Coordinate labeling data
** Start **

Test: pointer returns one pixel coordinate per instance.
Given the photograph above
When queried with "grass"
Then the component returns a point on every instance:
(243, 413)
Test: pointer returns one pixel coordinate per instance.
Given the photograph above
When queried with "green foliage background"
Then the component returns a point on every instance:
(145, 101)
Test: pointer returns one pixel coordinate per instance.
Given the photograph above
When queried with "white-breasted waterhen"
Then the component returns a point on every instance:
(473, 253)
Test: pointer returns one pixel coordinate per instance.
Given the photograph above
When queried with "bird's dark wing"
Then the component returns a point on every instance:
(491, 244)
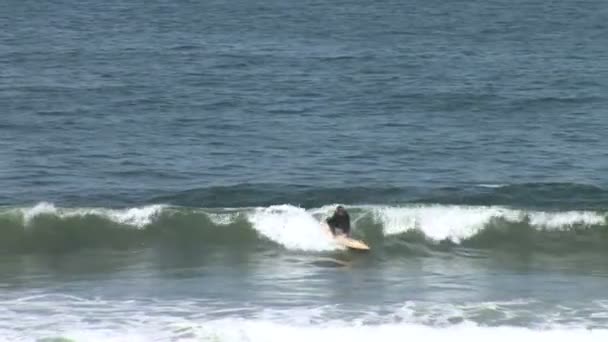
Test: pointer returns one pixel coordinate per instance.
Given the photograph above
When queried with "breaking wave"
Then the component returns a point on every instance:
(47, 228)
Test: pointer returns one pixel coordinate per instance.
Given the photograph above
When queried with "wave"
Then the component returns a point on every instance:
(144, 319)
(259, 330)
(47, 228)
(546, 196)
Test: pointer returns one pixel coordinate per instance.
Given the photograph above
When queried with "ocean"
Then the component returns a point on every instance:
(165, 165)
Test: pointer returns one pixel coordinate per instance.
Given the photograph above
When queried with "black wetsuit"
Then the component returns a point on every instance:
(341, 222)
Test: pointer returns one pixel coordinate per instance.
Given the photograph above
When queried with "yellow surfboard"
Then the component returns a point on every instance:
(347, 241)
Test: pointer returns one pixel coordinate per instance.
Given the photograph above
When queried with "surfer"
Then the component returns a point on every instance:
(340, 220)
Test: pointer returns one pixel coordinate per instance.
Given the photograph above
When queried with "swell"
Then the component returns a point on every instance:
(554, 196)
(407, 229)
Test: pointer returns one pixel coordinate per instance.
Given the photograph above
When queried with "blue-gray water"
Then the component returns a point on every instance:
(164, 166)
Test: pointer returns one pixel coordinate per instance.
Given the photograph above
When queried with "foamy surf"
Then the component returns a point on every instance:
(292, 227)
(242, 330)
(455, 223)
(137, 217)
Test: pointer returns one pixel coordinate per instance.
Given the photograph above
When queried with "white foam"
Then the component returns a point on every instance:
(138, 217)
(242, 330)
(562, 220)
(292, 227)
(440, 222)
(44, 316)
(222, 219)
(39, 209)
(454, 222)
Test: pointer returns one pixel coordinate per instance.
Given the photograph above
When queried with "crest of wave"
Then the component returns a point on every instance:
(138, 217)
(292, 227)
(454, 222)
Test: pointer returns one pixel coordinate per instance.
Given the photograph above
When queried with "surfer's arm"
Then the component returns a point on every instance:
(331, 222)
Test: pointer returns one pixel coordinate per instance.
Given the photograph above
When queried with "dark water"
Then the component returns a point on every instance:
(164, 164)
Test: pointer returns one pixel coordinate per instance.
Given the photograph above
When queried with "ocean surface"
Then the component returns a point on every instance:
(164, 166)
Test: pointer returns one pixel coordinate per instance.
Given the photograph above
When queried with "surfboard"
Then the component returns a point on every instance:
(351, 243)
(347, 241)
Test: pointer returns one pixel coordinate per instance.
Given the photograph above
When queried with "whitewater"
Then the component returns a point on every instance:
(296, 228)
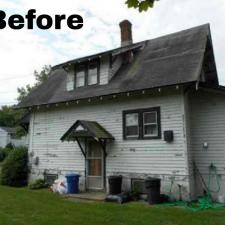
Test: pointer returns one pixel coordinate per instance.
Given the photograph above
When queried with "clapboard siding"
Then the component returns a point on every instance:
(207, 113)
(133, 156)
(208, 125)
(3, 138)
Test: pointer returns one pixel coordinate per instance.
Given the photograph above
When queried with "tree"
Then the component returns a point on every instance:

** End **

▶ _Given problem_: Omit every picture, and otherwise quote the entries exactly.

▶ _Written answer_:
Test: pointer returns one pixel coordinate per instance.
Given the photograph above
When queried with "grass"
Then the component returns a point on every instance:
(243, 413)
Test: pointer returns one pixel coordinate per instance.
Given the photograph above
When queried with "green foliage background"
Then the component returns a point on every instance:
(145, 101)
Test: pointer returns one pixel coordinate per instance.
Given the photograph above
When queried with "white-breasted waterhen"
Then the component returns a point on every instance:
(473, 253)
Test: pointer returns one pixel coordinate per instance.
Given the photograph above
When queried with "bird's dark wing"
Then the component returns a point on every instance:
(491, 244)
Test: pointer returns one pixel coordinate per instance.
Given the photograph above
When queried with "breaking wave"
Then the component returns a point on every instance:
(47, 228)
Test: pointer returns one pixel coordinate per instance.
Given the photograph above
When queried with "wave"
Then the component returns a point on every instance:
(144, 319)
(259, 330)
(47, 228)
(546, 196)
Test: pointer returns one pixel coordinate per instance.
Given the photograph above
When queried with "ocean"
Then the component returns a point on every instance:
(165, 165)
Test: pointer returns one pixel coordinate per instance.
Given the photograph above
When queried with "black wetsuit"
Then the component returns a point on every instance:
(341, 222)
Test: pointer returns one pixel coordinate per instance.
Given the photograph above
When queried with "yellow surfboard"
Then the component returns a point on every instance:
(347, 241)
Test: pointer returns one pixel coordinate per instance.
Given the photograph above
When queried with "surfer"
Then the component returns a point on every instance:
(340, 220)
Test: pointer returns one pixel coordinate per instance.
Given the photograph above
When queried with "swell"
Then the component returns a point on every instance:
(554, 196)
(407, 229)
Test: pointer returns one pixel coordinate per instance.
Given the photograph above
When queried with "blue-gray water"
Then the component returns a point on every instance:
(164, 166)
Test: pointer returns one pixel coordinate per instance.
Given the photograph above
When queried with "foamy surf"
Then the component returns a point on every instance:
(292, 227)
(242, 330)
(455, 223)
(137, 217)
Test: pointer returns one pixel coordinate per instance.
Given the photograph above
When queried with "white foam"
Then the component returns a point on every instance:
(138, 217)
(242, 330)
(562, 220)
(292, 227)
(440, 222)
(44, 316)
(222, 219)
(39, 209)
(454, 222)
Test: pointer returns one pixel coordinate per instance.
Given the photograph above
When queried with "crest of wave"
Then the component returns a point on every instance:
(138, 217)
(292, 227)
(454, 222)
Test: pointer returns one pixel coordinate per instance.
Given the photograph above
When queried with "surfer's arm"
Then the component returns a point on every instance:
(331, 222)
Test: pointer returns one pixel coordinate per instance.
Given the photograph above
When queried with "dark water"
Then the component returns a point on every instance:
(164, 164)
Test: pointer returns one pixel coordinate per instance.
Given the photograph above
When queried with "ocean surface"
Then the component returns a point on every instance:
(164, 166)
Test: pointer returns one pixel coordinate per instance.
Given the photograph above
When queried with "surfboard"
Then the component returns a point on every instance:
(351, 243)
(347, 241)
Test: pointer returns one pixel coordinate per instance.
Given the photograph above
When queried with "whitewater"
Then the component returns a point on every instance:
(296, 228)
Test: pointer returns one pixel coordinate per instance.
Given the photograph above
When queried with "clapboard siding"
Then the component returns a point on every instance:
(207, 113)
(133, 156)
(208, 125)
(3, 138)
Test: pointer returns one pixel coordinate per instance.
Given the photograph above
When queried with "tree"
Then the component returns a point on every instance:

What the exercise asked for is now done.